• [Set problem A]:
Condense the paragraph of the cow-methane opinion piece that begins "Bessie and her friends have heard" into a short bulleted list that keeps its main facts.

• [Passage to read]:
— Begin —
By Sherry Bunting, republished from Farmshine, November 18, 2022
These cows are wondering what’s going on. Five days ago, they enjoyed balmy 70-degree temps. This morning, they could see their own breath freezing in mid-air.
They’ve been listening to their farmer’s radio this week and heard that President Biden pledged to give $11.4 billion ANNUALLY to other countries for a climate transition. They heard that climate pledges were being made at COP27 that could make what is happening to some of their friends in Europe happen here in the U.S. to them too.
This got their attention because they’ve also been hearing how the methane in their burps is being overblown by a whopping 3 to 4 times its actual warming potential over 20 years.
(They could have told you that if they could talk).
Yep, they know they are getting a raw deal here. Even the world’s foremost authorities on what units of measure to use for methane agree that the GWP100 is overblowing the cow problem, whereas the GWP* they hear Dr. Frank Mitloehner talk about when their farmer has a zoom webinar airing within earshot is more accurate and gives them a chance to be the SOLUTION they know they are instead of the PROBLEM they know they are not.
But cows can’t talk, so they can’t stick up for themselves. Are we sticking up for them?
Bessie and her friends have heard that their farmer must pay 15 cents for every 100 pounds of milk they make to an organization in Chicago that is content to use the inflated unit, content to keep driving their net-zero talking points even though net-zero GHG is impossible because, well, because cows continue to breathe and burp, so getting the unit of measure correct may literally save their lives some day.
Even their tiny cow-sized brains are smart enough to know that inflating a problem to make a buck is not a good idea.
What is a good idea for the cows and their farmers, and for the world, is for the 15-cent-takers to change their narrative and talk about true warming potential and climate neutrality instead of net-zero, ad-nauseum.
One can sense these cows wish they could speak up to say: “Stop overblowing our burps please! It’s impolite!”
— End —
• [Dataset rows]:
— Begin —
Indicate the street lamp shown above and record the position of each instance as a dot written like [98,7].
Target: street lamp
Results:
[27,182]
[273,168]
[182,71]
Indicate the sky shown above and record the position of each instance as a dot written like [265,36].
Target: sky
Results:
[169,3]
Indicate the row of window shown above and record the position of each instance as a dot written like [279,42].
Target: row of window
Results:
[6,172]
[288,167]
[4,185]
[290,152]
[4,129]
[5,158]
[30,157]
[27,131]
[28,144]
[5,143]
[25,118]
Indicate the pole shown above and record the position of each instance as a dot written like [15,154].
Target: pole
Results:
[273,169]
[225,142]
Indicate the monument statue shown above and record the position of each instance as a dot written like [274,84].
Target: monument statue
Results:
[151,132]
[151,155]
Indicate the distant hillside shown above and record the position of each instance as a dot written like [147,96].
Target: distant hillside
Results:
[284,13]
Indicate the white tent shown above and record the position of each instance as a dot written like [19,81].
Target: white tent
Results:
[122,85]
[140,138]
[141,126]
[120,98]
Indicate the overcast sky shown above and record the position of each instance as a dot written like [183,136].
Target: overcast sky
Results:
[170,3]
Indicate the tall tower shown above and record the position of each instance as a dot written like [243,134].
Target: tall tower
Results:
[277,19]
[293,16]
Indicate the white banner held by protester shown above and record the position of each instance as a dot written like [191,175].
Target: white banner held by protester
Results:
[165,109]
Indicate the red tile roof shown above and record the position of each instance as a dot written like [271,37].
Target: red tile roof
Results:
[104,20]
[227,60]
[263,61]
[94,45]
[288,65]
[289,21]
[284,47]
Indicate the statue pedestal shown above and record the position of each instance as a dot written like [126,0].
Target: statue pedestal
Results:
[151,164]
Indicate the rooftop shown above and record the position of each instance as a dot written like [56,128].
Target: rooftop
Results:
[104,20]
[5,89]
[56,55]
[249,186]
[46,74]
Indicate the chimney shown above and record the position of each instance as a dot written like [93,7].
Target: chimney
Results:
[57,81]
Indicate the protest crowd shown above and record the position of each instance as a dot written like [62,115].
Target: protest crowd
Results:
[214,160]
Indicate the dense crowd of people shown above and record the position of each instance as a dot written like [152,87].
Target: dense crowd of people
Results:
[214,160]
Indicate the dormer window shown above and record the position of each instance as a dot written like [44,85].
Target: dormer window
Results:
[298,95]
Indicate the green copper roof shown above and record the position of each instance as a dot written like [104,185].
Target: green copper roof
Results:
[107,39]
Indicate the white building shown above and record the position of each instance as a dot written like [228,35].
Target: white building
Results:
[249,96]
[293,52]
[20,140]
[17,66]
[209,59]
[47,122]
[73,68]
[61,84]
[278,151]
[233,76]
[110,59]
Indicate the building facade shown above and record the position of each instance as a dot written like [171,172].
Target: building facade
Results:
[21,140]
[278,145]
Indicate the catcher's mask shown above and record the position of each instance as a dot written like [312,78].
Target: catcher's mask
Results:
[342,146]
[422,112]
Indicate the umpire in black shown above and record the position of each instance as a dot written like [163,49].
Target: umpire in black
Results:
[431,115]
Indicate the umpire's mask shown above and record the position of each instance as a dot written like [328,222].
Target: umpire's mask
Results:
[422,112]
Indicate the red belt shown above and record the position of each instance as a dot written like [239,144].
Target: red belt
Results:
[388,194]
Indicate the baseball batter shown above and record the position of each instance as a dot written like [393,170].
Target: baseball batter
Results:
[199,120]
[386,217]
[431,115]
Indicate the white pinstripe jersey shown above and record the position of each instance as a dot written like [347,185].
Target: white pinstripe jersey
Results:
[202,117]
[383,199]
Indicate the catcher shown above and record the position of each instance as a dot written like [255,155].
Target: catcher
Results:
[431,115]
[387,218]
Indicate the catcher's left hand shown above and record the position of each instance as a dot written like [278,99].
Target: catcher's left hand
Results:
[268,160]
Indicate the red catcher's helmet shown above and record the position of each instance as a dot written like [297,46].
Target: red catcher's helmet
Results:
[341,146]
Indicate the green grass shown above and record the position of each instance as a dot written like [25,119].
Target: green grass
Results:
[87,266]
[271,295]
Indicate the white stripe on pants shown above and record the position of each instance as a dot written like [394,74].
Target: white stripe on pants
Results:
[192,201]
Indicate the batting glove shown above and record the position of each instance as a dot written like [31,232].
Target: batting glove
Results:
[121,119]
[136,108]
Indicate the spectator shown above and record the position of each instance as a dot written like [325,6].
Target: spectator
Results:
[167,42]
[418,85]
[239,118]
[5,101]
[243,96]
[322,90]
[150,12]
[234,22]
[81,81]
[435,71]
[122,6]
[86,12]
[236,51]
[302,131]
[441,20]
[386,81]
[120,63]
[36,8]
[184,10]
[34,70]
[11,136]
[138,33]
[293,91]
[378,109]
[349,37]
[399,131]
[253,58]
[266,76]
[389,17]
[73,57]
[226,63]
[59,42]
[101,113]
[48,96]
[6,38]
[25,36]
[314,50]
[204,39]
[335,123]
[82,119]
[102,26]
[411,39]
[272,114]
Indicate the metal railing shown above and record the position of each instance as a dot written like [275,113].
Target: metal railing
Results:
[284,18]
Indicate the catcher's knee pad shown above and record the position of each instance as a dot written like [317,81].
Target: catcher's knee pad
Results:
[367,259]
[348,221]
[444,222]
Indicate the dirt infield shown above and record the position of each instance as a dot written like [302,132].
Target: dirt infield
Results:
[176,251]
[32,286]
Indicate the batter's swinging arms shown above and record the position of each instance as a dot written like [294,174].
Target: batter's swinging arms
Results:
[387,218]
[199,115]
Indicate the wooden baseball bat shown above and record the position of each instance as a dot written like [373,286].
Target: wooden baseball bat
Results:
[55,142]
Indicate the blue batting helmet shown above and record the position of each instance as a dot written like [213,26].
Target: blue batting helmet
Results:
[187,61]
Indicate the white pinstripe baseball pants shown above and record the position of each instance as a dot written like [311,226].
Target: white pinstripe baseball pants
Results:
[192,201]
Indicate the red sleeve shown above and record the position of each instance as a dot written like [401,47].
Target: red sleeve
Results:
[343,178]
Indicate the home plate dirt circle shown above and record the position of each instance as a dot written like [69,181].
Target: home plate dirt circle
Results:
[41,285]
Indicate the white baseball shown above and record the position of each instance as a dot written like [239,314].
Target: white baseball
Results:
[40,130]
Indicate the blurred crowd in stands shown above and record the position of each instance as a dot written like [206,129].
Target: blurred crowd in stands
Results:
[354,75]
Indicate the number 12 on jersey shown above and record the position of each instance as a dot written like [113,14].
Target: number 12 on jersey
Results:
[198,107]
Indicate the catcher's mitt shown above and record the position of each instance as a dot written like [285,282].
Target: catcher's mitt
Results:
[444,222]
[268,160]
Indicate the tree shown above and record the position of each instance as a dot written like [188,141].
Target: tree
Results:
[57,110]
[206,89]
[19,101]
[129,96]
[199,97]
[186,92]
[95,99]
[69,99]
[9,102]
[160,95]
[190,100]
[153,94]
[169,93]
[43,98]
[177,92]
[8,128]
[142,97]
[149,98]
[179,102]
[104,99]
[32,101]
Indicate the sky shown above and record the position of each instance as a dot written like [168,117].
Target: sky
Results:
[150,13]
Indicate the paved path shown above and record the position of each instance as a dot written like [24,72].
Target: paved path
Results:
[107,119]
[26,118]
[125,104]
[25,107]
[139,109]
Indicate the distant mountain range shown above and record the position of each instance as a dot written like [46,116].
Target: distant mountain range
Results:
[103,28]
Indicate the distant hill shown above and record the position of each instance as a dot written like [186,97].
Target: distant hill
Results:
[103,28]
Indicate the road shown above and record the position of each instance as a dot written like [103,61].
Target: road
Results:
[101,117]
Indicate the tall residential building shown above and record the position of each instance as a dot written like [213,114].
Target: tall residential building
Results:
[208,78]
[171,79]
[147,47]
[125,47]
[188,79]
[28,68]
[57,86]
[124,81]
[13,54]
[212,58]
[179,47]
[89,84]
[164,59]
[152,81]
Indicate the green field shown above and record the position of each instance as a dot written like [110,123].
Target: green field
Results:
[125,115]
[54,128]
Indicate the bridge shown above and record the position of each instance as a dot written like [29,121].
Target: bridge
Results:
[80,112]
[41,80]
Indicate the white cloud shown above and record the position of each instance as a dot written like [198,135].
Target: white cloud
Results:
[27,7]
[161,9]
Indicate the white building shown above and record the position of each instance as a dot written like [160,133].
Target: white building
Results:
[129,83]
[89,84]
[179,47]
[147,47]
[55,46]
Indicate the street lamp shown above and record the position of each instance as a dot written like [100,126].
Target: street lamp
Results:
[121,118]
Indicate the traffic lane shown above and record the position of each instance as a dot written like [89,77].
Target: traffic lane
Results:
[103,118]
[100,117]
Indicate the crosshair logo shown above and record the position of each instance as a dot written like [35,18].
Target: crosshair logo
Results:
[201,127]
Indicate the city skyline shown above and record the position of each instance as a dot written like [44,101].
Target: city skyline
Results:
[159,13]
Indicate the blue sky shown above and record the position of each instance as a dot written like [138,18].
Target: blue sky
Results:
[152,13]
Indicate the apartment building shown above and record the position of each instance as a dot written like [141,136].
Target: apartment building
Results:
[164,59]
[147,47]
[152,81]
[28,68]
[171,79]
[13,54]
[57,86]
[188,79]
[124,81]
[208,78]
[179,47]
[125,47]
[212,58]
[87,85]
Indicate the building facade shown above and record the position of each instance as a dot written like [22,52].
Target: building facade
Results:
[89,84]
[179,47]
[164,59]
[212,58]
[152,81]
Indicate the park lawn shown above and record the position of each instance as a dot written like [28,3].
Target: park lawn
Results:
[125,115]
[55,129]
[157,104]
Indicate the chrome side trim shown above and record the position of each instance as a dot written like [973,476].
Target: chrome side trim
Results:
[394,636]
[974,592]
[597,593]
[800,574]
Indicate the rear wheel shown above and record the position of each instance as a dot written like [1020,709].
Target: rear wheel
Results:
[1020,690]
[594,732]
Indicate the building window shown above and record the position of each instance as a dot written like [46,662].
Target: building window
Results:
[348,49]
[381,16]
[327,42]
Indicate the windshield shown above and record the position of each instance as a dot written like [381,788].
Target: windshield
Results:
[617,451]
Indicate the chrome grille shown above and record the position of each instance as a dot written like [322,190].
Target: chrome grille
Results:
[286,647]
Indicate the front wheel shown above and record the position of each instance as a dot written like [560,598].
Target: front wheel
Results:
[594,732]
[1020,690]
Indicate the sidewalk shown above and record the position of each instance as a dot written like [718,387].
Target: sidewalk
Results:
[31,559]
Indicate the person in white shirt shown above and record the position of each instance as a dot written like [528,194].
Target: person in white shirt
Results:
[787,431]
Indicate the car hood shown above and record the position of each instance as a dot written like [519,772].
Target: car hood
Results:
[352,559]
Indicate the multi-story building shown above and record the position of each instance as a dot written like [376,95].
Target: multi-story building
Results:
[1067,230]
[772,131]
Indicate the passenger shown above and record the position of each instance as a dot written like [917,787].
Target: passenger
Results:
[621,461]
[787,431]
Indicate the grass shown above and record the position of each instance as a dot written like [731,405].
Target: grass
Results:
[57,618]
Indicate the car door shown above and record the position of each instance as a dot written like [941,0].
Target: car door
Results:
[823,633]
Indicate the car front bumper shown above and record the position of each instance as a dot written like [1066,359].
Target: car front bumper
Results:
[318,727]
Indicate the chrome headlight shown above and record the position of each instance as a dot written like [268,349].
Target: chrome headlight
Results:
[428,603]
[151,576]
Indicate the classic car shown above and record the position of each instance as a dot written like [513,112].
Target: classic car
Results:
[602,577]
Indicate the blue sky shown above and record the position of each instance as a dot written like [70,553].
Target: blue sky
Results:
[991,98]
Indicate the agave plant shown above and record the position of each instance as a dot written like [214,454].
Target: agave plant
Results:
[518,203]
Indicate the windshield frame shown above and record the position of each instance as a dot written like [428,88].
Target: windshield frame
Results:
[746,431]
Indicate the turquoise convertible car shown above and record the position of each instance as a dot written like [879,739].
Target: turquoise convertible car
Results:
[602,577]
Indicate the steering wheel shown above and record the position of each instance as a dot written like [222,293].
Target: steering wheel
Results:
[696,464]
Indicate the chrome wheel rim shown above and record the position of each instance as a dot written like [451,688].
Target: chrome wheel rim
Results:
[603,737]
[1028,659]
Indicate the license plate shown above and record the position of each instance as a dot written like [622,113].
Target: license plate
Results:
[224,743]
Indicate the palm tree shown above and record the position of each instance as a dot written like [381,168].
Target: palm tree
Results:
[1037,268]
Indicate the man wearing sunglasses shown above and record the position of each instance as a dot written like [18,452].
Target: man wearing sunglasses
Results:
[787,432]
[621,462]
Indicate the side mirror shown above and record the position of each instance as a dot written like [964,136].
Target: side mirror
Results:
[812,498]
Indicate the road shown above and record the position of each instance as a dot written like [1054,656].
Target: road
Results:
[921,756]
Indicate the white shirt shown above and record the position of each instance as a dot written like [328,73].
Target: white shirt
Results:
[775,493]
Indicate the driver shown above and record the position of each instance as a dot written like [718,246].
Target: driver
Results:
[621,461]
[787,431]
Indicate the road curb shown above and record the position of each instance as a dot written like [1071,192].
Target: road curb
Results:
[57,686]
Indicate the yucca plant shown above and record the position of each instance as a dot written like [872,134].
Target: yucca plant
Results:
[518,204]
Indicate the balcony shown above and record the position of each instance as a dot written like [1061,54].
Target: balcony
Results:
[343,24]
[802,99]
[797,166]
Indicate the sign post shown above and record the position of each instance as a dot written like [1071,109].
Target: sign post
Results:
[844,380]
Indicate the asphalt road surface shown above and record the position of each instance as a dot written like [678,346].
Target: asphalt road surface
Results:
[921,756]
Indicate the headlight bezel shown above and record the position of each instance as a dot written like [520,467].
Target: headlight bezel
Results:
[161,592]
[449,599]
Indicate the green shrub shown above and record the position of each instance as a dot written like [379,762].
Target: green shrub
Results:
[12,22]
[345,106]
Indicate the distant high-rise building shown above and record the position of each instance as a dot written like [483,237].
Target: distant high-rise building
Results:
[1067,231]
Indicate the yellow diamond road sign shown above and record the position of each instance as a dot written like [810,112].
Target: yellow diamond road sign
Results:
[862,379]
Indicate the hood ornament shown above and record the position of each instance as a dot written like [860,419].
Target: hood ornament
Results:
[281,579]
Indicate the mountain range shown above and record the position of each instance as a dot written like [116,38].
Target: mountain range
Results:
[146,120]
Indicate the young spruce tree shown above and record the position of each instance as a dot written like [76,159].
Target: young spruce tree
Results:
— End —
• [Set problem B]:
List every line in the listing that contains the word "apartment".

• [Written reply A]:
- The cows' farmer must pay 15 cents per 100 pounds of milk to an organization in Chicago.
- That organization is content to use the inflated unit of measure for methane.
- It keeps pushing net-zero talking points.
- Net-zero GHG is impossible because cows continue to breathe and burp.
- Getting the unit of measure right may literally save the cows' lives some day.

• [Written reply B]:
Indicate the apartment building shown above and record the position of each instance as a dot written like [141,136].
Target: apartment building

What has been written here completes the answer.